* **What to work on**
Pick out each line in the records below that contains the word "nose" and copy those lines in full.

* **Dataset records**
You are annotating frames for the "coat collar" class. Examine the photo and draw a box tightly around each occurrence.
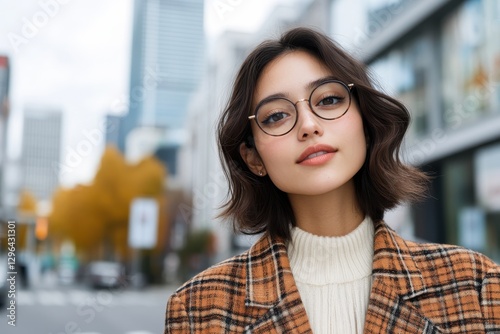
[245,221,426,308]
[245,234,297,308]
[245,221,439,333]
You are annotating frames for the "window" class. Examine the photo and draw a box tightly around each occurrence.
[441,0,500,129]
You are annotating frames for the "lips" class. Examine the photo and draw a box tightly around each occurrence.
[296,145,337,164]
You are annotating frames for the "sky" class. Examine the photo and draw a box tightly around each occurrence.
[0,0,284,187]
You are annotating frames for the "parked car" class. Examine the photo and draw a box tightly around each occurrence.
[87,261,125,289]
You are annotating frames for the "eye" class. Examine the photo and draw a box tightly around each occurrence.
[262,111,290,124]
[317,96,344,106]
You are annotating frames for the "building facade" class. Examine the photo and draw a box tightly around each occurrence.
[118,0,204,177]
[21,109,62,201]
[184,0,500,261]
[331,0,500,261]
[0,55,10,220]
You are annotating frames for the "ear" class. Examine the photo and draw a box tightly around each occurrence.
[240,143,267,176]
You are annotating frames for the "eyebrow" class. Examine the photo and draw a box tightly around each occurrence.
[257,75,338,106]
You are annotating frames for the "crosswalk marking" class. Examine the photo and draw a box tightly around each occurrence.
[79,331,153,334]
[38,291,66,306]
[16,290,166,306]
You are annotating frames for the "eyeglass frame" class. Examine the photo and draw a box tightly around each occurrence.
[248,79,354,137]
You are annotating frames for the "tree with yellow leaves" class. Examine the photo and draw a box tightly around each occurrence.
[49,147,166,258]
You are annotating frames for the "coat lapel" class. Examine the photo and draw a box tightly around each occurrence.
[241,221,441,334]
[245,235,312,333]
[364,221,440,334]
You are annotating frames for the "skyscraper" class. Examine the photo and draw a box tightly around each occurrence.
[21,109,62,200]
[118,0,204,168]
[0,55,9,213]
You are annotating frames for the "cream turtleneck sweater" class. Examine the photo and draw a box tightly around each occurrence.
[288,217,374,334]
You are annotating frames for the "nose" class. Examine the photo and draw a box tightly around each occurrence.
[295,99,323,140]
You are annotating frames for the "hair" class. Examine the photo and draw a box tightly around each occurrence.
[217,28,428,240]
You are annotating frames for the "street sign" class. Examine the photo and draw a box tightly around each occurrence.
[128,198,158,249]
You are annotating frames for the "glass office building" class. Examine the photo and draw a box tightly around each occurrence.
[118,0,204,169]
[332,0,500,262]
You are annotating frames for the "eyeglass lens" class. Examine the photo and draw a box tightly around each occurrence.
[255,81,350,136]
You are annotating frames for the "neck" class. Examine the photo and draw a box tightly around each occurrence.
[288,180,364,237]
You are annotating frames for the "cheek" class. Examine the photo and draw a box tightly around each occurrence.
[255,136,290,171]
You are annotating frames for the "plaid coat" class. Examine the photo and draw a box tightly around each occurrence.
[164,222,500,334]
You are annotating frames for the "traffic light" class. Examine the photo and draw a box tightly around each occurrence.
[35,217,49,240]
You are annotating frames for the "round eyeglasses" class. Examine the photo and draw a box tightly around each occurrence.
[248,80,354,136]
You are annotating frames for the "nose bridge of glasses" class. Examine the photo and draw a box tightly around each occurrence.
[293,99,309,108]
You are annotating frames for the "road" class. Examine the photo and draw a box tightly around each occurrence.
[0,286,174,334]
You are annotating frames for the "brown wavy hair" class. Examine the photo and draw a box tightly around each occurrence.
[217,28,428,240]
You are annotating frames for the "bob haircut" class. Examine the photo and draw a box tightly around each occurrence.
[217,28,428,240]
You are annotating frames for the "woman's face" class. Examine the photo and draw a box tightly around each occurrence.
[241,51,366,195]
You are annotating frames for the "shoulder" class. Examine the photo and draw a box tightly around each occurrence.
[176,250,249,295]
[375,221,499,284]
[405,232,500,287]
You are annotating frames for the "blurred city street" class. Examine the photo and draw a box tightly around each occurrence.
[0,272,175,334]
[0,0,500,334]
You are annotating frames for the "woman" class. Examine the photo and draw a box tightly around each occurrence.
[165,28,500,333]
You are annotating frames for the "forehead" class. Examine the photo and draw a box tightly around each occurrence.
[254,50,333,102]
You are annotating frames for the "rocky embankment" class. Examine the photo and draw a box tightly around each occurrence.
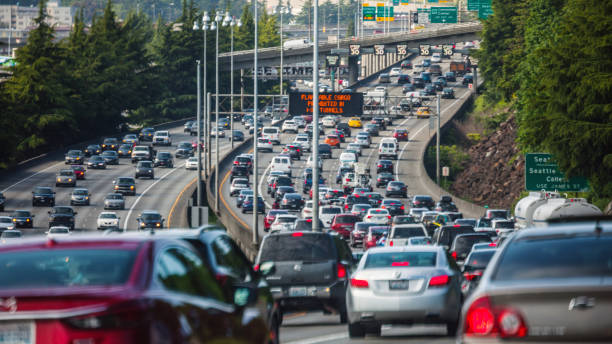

* **Output below**
You are annotating frames for the "nose" class. Examine the photo and draw a box tightly around each occurrence.
You are annotating frames for the "nose bridge of glasses" class. Examine the photo and draw a box tightly around each occurrence.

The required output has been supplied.